Re: Combining Aggregates

From: David Rowley <david(dot)rowley(at)2ndquadrant(dot)com>
To: Tomas Vondra <tomas(dot)vondra(at)2ndquadrant(dot)com>
Cc: David Steele <david(at)pgmasters(dot)net>, Robert Haas <robertmhaas(at)gmail(dot)com>, Heikki Linnakangas <hlinnaka(at)iki(dot)fi>, Michael Paquier <michael(dot)paquier(at)gmail(dot)com>, Simon Riggs <simon(at)2ndquadrant(dot)com>, Kouhei Kaigai <kaigai(at)ak(dot)jp(dot)nec(dot)com>, PostgreSQL-development <pgsql-hackers(at)postgresql(dot)org>, Amit Kapila <amit(dot)kapila(at)enterprisedb(dot)com>
Subject: Re: Combining Aggregates
Date: 2016-03-16 11:03:58
Message-ID: CAKJS1f-Xc2a2y52+c+_SoC-Ki=XfHxHLz2raFOm4bgi_iMqyiQ@mail.gmail.com
Views: Raw Message | Whole Thread | Download mbox | Resend email
Thread:
Lists: pgsql-hackers

On 16 March 2016 at 10:34, David Rowley <david(dot)rowley(at)2ndquadrant(dot)com> wrote:
> If Haribabu's patch does all that's required for the numerical
> aggregates for floating point types then the status of covered
> aggregates is (in order of pg_aggregate.h):
>
> * AVG() complete coverage
> * SUM() complete coverage
> * MAX() complete coverage
> * MIN() complete coverage
> * COUNT() complete coverage
> * STDDEV + friends complete coverage
> * regr_*,covar_pop,covar_samp,corr not touched these.

# Extracted data
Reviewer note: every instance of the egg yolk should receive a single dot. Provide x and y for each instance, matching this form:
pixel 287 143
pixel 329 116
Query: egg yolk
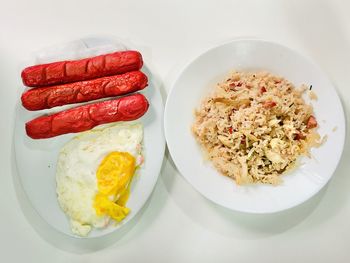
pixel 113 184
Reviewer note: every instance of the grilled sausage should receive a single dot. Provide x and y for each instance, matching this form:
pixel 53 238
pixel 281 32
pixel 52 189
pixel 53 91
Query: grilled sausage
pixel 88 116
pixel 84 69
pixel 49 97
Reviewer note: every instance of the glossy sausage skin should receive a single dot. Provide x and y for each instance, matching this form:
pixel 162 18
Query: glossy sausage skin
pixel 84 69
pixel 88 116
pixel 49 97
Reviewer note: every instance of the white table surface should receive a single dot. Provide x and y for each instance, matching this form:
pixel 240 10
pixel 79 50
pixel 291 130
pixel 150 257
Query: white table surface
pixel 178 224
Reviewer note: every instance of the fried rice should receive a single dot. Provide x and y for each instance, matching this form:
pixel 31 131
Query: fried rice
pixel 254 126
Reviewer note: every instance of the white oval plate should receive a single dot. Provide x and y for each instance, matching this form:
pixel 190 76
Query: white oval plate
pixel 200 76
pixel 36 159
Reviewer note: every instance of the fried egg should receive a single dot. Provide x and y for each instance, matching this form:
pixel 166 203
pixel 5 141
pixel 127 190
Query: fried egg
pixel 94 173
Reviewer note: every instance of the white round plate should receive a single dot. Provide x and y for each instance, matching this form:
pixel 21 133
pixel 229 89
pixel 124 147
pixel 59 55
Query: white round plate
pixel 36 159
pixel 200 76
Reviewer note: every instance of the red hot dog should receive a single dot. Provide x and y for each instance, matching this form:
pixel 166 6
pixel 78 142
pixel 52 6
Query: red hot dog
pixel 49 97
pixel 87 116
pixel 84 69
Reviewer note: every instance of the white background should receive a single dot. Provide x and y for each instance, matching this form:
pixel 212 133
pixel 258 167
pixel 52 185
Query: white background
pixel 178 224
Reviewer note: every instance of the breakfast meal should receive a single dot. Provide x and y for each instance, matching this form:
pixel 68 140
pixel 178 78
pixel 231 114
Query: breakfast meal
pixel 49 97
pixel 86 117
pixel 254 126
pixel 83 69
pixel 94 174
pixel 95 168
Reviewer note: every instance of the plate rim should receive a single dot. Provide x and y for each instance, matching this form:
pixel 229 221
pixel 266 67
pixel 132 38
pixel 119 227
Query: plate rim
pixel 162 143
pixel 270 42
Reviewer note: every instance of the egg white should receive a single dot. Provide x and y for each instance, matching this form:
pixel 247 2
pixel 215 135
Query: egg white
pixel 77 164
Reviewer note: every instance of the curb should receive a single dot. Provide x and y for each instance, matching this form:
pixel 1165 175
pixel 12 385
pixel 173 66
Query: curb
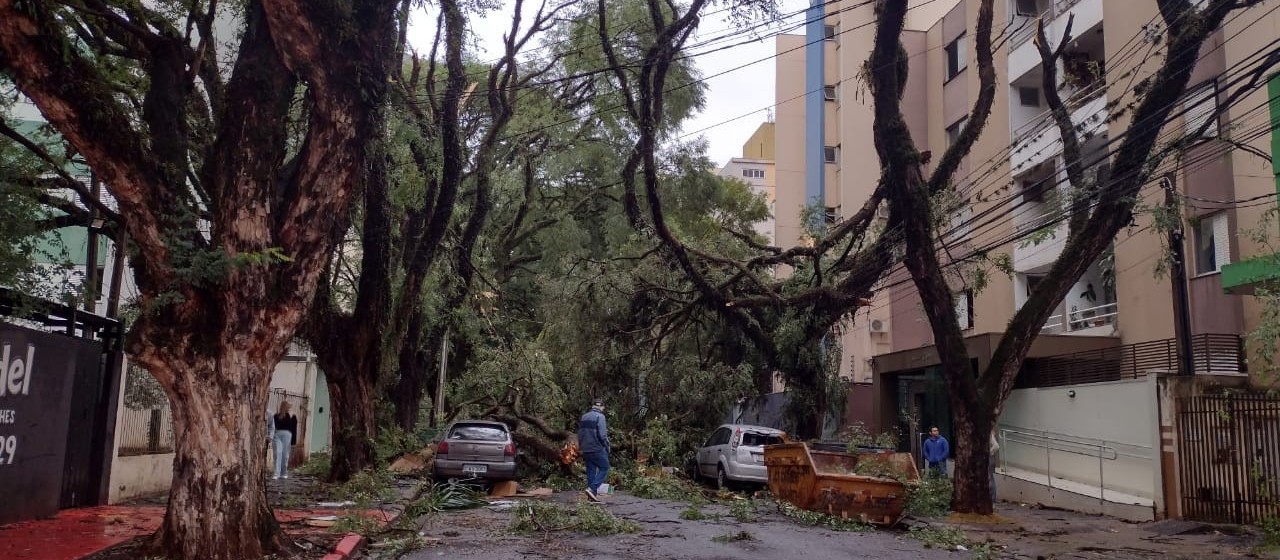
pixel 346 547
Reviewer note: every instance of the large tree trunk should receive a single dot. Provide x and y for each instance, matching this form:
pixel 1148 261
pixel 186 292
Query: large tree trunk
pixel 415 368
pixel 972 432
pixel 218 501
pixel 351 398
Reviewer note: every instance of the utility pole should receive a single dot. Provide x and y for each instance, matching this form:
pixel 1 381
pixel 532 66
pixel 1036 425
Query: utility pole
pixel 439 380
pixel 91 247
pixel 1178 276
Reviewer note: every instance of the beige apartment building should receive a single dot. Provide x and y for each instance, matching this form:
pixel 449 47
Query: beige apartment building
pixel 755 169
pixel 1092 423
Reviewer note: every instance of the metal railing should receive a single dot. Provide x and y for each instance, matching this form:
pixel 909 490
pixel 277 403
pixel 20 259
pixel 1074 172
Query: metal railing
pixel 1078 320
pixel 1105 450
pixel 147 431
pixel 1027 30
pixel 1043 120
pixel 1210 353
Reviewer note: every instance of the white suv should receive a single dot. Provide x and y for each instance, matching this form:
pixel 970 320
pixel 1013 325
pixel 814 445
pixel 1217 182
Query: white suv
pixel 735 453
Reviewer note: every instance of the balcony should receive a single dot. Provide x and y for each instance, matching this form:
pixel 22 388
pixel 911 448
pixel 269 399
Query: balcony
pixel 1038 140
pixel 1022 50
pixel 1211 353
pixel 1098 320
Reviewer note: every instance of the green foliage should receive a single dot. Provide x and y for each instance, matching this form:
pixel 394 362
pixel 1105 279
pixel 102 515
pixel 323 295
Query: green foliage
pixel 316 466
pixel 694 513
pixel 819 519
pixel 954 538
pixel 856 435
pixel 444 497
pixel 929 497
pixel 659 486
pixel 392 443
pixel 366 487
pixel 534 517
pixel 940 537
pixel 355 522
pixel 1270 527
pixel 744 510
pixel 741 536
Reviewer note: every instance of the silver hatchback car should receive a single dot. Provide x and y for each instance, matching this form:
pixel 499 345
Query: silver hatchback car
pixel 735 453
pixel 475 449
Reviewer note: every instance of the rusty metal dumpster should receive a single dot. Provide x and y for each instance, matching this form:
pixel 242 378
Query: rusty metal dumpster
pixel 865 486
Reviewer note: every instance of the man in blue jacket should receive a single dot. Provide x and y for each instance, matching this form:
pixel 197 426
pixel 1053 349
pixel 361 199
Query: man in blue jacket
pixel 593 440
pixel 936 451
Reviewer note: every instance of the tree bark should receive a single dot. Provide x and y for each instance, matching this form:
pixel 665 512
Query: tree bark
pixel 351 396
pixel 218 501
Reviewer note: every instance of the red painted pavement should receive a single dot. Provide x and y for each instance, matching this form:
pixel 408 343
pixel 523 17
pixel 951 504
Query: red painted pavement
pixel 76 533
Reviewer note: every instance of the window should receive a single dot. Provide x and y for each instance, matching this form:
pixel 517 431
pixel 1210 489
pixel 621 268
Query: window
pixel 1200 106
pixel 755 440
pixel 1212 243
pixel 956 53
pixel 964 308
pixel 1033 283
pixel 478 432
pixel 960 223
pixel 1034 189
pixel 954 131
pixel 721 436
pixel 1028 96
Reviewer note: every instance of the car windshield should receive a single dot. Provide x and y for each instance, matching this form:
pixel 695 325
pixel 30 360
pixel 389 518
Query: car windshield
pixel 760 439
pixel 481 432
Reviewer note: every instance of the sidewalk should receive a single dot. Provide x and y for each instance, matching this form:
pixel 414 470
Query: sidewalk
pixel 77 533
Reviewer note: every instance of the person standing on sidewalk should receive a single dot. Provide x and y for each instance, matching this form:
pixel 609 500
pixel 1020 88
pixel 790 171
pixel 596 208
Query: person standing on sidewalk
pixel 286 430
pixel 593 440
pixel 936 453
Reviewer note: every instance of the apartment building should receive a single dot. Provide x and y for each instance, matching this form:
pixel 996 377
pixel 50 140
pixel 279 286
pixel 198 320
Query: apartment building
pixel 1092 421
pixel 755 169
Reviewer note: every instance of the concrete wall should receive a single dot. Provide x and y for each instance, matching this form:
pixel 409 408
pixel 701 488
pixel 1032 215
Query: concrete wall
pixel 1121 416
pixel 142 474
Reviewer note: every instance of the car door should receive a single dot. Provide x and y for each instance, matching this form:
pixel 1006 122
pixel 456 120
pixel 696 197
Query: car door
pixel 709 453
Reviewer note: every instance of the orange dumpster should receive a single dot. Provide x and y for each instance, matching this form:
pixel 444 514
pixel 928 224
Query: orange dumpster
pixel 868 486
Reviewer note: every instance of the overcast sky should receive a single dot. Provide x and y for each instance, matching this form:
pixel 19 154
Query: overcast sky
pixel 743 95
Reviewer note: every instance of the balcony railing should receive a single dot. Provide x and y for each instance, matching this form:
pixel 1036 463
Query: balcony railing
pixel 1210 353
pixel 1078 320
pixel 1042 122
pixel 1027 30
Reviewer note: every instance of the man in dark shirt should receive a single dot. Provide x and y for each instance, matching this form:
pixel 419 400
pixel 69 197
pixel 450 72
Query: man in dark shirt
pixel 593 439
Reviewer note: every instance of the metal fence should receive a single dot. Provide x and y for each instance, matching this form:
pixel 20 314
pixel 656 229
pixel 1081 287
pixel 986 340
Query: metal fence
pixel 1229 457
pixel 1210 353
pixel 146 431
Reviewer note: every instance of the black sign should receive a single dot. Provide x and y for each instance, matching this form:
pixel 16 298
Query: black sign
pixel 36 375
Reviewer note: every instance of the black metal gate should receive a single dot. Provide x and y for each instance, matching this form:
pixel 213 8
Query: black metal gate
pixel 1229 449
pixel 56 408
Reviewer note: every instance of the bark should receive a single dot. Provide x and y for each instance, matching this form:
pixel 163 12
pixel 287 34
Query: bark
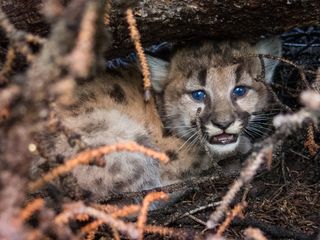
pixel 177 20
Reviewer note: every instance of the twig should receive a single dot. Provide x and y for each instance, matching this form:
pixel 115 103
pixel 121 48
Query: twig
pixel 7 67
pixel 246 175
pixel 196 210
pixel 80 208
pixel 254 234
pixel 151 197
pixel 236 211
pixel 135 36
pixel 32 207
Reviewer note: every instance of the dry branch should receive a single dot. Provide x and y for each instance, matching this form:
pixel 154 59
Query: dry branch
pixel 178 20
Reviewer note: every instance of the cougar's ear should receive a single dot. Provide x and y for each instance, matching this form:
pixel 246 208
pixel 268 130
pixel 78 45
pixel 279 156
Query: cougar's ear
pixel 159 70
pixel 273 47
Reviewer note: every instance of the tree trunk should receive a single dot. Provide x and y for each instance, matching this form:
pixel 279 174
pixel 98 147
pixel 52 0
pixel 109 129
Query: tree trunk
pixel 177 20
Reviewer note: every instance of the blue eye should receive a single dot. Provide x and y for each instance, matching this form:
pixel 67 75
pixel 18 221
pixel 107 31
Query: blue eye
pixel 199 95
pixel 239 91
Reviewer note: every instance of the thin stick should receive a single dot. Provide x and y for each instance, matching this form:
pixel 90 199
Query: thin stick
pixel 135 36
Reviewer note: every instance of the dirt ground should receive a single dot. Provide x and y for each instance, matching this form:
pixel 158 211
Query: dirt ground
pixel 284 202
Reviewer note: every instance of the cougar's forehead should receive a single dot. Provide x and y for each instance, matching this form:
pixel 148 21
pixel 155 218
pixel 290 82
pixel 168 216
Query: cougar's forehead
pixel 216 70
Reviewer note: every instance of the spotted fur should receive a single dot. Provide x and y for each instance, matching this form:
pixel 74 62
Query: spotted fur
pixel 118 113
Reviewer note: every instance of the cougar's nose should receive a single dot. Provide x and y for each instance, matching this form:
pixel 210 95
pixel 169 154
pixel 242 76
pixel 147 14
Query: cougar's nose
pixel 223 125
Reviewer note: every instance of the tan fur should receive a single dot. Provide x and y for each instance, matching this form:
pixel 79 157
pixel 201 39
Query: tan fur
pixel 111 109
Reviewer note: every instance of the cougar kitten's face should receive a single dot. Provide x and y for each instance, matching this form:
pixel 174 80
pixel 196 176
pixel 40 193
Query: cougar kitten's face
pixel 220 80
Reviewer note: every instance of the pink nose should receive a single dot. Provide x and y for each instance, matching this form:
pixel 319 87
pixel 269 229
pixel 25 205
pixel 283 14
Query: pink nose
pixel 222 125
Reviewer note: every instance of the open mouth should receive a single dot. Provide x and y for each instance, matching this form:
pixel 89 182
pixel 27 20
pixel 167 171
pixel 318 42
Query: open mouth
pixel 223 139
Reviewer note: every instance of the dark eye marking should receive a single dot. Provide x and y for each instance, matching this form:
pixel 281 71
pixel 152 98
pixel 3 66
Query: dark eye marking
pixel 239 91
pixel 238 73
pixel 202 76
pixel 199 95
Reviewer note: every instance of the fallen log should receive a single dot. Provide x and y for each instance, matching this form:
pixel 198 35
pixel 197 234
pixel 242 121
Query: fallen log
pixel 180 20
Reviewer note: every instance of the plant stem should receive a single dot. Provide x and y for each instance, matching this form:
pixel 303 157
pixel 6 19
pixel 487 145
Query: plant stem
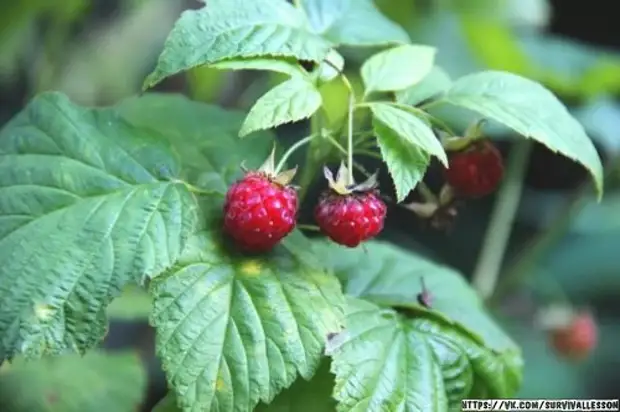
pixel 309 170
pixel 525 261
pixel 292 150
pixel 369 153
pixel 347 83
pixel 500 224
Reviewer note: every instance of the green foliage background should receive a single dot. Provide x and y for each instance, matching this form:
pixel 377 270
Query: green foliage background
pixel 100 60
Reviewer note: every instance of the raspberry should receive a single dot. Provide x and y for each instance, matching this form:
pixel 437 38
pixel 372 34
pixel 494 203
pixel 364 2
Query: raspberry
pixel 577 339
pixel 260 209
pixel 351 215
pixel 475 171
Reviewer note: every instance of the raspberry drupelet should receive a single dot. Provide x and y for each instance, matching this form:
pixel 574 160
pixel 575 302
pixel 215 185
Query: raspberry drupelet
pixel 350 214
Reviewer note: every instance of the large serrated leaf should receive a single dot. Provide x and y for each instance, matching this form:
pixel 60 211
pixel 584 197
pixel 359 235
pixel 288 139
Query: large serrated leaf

# Tasks for this exercise
**A)** Put the lines of the listing into a numbered list, starting at the line with "Reviewer note: every instance of the tree bark" and ending with the line with "pixel 77 533", both included. Leave out any blank lines and include nothing else.
**B)** Write what comes next in the mailing-list post on combining aggregates, starting after its last line.

# Outputs by task
**A)**
1. Reviewer note: every instance of the tree bark should receive a single dot. Provide x and y for each instance, matching this form:
2. pixel 665 512
3. Query: tree bark
4. pixel 351 396
5. pixel 218 501
6. Reviewer note: every instance of the red painted pavement should receive a single dot. Provide x and y for each instance, matching this form:
7. pixel 408 343
8. pixel 523 17
9. pixel 951 504
10. Query: red painted pavement
11. pixel 76 533
12. Reviewer note: every instance of the window should receive a single dot. Provide x and y for each instance, matching this form:
13. pixel 517 431
14. pixel 1210 489
15. pixel 621 268
16. Query: window
17. pixel 1200 106
18. pixel 755 440
19. pixel 1212 243
20. pixel 956 53
21. pixel 964 308
22. pixel 1033 283
23. pixel 478 432
24. pixel 960 223
25. pixel 1034 189
26. pixel 954 131
27. pixel 721 436
28. pixel 1028 96
29. Reviewer note: every instance of the car windshield should receive a single dot. Provide x and y for each instance, matching this form:
30. pixel 695 325
31. pixel 30 360
32. pixel 389 518
33. Query: car windshield
34. pixel 760 439
35. pixel 481 432
36. Reviewer note: every instance of the sidewalk should receive a single dot. Provide x and y for each instance, matching this form:
37. pixel 414 470
38. Query: sidewalk
39. pixel 77 533

**B)**
> * bool*() complete coverage
> * bitwise aggs. complete coverage
> * Remaining are not touched. I see diminishing returns with making
> these parallel for now. I think I might not be worth pushing myself
> any harder to make these ones work.
>
> Does what I have done + floating point aggs from Haribabu seem
> reasonable for 9.6?

I've attached a series of patches.

Patch 1:
This is the parallel aggregate patch, not intended for review here.
However, all further patches are based on this, and this adds the
required planner changes to make it possible to test patches 2 and 3.

Patch 2:
This adds the serial/deserial aggregate infrastructure, pg_dump
support, CREATE AGGREGATE changes, and nodeAgg.c changes to have it
serialise and deserialise aggregate states when instructed to do so.

Patch 3:
This adds a boat load of serial/deserial functions, and combine
functions for most of the built-in numerical aggregate functions. It
also contains some regression tests which should really be in patch 2,
but I with patch 2 there's no suitable serialisation or
de-serialisation functions to test CREATE AGGREGATE with. I think
having them here is ok, as patch 2 is quite useless without patch 3
anyway.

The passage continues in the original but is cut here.